_Brief 1_
List every kind of company or business that the book discussion below names.
_Brief 2_
In the book discussion below, which decade is said to have had more of these self-employed and small-company roles than there are now?

_Provided passage_
——

I haven't read the book, but how does it address those who are financially successful but don't obtain a "glossy" job? I.e. those who are self-employed? Business ownership has always been a path to wealth and success, as evidenced by the fact that virtually every billionaire generated almost all their wealth through starting/growing a business.

There are plenty of people who never even graduated college, let alone were in the top 1-2% of elite colleges, who built businesses that are worth millions. Having those elite connections may help you if you want to startup a business in Silicon Valley with a bunch of investors and try to get an exit of tens of millions. But if you want to start a construction company, or HVAC company, or any of a thousand other non-elite types of companies you can still do so.

This is a huge gap in the book - jobs like you describe (whether it's starting the company or working for a smaller company which doesn't have the traits that are described) aren't addressed at all. I think it's a fair statement to say that there are fewer of these roles then there were in the 1950s, but it is absolutely still a viable pathway to wealth. I think the classic "millionaire next door" type simply doesn't exist in the worldview presented by the book - it's clearly a somewhat incomplete model.

——

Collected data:
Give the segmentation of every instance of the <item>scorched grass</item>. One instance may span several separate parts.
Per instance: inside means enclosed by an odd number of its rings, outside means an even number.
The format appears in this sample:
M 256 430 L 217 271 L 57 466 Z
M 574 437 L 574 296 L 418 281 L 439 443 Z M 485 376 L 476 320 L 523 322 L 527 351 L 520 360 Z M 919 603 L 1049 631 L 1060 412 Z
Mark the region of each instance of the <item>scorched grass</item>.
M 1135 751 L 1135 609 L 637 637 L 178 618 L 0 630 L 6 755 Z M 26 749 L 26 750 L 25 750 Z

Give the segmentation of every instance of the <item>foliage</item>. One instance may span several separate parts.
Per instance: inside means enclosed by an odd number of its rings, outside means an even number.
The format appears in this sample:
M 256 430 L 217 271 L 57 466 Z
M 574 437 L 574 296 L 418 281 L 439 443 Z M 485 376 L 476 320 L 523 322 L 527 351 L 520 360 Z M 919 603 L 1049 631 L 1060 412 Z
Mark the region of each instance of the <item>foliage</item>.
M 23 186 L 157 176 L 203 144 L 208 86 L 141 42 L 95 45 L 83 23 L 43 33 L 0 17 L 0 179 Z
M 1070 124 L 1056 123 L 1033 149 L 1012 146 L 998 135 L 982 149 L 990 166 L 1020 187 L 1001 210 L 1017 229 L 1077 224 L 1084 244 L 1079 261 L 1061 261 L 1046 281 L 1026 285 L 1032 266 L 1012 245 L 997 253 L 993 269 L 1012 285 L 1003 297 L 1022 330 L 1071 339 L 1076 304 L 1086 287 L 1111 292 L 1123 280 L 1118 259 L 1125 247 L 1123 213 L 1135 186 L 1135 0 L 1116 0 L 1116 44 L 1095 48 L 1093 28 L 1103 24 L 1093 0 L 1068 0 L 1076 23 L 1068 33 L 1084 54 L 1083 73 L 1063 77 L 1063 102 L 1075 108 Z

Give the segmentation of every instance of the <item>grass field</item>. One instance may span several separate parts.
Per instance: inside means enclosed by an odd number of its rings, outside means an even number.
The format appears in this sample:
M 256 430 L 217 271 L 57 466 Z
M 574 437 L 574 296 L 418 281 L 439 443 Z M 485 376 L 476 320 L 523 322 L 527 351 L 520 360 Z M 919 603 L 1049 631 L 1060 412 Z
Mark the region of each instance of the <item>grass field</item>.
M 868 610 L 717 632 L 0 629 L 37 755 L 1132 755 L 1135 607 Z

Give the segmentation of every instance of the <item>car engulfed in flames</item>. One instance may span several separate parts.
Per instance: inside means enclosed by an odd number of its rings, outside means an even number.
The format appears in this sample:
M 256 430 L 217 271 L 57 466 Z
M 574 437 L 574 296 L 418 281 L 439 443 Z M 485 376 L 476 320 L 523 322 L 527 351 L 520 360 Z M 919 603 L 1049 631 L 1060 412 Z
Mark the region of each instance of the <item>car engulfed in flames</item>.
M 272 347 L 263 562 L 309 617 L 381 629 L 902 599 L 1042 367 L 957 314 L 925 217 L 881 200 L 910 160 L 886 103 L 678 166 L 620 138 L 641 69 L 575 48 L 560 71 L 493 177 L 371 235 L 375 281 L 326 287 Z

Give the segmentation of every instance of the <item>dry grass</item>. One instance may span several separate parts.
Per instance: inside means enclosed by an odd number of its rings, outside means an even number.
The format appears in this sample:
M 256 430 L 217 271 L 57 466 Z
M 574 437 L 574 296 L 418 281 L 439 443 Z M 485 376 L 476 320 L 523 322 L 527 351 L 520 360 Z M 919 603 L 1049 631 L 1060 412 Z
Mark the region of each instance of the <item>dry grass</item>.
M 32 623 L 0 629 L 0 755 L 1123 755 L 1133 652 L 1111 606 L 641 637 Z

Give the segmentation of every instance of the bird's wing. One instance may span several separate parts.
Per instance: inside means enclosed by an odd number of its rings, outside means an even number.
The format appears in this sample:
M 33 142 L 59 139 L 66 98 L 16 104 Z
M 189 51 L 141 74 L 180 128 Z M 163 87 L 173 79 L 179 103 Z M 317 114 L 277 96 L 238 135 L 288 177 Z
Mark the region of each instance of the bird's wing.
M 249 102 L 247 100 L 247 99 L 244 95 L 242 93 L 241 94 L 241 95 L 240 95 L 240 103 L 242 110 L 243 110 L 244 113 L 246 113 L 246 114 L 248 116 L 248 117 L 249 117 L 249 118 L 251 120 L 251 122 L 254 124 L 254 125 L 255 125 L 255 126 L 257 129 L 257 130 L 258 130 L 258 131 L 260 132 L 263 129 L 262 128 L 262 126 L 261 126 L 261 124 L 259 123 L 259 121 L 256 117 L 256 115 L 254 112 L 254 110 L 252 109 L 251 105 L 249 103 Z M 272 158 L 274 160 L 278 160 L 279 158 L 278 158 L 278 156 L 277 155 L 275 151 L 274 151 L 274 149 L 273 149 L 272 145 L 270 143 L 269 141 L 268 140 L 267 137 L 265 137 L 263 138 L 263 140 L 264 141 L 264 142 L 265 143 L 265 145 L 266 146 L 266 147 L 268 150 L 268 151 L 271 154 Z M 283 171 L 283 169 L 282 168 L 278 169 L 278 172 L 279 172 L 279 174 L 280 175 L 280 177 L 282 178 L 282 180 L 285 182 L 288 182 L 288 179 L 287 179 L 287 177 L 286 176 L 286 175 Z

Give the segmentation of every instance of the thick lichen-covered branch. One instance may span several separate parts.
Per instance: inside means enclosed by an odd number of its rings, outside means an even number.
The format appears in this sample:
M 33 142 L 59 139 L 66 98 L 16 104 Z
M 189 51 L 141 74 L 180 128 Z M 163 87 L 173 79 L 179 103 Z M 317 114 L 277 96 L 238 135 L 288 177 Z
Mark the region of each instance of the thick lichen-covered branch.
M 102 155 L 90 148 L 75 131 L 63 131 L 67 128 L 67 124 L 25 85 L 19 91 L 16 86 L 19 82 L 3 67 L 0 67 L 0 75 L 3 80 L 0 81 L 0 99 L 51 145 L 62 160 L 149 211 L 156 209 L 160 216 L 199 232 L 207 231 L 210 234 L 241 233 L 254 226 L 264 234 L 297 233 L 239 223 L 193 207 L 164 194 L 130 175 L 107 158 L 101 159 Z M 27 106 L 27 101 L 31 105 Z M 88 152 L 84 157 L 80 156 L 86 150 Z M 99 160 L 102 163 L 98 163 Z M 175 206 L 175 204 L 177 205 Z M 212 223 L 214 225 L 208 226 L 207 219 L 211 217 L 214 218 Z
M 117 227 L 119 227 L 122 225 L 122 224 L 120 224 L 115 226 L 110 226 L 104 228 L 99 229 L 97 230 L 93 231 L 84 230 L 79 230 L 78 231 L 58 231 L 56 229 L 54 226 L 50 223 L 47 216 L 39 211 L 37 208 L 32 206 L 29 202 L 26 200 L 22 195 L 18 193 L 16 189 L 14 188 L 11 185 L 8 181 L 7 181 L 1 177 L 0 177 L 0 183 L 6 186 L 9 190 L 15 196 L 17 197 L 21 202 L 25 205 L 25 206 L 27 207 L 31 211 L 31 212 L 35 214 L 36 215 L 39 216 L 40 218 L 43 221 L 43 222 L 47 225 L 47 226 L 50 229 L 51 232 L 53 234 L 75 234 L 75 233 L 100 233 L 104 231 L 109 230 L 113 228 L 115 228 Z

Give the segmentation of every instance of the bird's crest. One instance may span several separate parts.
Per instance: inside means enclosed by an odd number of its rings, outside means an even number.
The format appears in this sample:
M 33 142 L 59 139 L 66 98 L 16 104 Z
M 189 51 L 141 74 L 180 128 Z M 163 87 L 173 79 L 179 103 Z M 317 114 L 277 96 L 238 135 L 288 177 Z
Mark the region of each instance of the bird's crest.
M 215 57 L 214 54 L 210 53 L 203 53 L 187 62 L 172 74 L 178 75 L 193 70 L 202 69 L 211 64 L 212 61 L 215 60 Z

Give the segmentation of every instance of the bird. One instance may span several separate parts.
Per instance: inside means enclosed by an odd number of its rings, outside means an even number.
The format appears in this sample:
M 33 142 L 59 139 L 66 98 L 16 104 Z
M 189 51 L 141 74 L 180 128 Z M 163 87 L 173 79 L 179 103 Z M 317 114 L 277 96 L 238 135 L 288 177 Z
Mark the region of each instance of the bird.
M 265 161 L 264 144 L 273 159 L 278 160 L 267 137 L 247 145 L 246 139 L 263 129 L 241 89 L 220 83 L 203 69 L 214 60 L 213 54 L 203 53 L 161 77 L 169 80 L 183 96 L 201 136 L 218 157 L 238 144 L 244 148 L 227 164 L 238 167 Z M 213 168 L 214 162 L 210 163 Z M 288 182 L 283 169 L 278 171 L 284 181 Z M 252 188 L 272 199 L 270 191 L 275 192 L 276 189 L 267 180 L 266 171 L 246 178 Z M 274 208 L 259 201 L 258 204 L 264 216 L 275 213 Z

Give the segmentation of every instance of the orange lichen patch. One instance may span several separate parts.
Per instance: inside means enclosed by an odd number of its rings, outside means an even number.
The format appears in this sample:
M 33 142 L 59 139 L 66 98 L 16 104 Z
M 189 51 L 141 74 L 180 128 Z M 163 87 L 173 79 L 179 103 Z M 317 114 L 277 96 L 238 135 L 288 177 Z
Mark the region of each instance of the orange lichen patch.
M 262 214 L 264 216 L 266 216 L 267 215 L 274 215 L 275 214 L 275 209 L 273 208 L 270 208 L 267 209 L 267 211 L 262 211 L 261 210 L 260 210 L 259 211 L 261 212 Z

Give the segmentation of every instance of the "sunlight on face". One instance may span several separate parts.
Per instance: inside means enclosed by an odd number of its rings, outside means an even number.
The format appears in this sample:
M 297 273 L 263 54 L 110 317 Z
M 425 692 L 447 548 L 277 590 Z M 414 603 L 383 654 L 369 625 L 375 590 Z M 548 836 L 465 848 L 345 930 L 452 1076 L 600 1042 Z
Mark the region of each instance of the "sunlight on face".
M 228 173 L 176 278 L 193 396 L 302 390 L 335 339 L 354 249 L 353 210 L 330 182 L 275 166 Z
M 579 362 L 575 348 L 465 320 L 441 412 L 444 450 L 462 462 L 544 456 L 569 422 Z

——

_Written response 1_
- A startup in Silicon Valley backed by investors
- A construction company
- An HVAC company
- A smaller company that lacks the traits the book describes

_Written response 2_
The 1950s.